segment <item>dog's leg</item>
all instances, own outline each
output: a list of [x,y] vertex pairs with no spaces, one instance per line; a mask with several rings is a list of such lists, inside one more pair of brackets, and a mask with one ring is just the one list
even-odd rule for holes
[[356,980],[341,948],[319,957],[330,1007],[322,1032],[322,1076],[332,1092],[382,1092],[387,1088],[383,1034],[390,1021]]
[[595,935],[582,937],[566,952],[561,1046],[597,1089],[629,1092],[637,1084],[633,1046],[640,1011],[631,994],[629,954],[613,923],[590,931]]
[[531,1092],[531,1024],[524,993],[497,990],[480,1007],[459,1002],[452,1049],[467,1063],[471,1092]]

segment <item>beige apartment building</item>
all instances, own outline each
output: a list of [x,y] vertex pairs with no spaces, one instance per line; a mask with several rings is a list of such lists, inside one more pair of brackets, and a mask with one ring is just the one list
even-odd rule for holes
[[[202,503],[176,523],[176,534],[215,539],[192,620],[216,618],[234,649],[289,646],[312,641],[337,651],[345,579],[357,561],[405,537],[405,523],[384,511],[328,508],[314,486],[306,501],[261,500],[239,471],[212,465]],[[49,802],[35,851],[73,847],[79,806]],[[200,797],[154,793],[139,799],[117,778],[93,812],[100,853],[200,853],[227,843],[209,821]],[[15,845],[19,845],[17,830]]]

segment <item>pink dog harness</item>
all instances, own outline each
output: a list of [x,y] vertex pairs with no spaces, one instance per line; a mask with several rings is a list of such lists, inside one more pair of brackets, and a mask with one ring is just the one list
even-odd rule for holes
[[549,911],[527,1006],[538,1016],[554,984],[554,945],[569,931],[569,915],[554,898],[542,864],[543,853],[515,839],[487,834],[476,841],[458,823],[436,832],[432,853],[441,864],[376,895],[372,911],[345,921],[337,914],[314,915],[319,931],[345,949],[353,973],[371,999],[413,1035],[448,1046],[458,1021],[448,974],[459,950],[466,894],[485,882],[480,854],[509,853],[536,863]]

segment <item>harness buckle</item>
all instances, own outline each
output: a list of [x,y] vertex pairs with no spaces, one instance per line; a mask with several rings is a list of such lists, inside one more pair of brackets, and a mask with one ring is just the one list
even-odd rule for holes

________

■ Exercise prompt: Copy out every line above that contains the string "item".

■ The reply:
segment <item>dog's leg</item>
segment <item>beige apartment building</item>
segment <item>pink dog harness</item>
segment <item>harness buckle</item>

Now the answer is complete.